Data excerpts:
>>>
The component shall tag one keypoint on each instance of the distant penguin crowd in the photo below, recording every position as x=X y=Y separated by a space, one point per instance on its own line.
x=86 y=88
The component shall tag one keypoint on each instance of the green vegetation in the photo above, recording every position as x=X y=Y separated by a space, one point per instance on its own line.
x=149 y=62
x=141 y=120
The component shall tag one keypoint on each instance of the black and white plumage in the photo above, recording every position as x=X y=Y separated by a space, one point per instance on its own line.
<<<
*WHAT TO WORK ON*
When copying the data above, keep every line exactly as written.

*RESULT FOR THIS TASK*
The component shall tag one keypoint on each instance of the distant penguin crowd in the photo below, recording every position as x=X y=Y separated by a space, one point per instance on its own line.
x=86 y=88
The component shall tag one keypoint on each instance of the green vegetation in the photo above, recording every position as x=X y=Y separated by a space, one point per instance on its own line.
x=149 y=62
x=141 y=120
The component shall tag one keypoint on each instance of the black and white plumage in the photo above, recording every position as x=X y=Y separated by a space, one point per instance on its own line.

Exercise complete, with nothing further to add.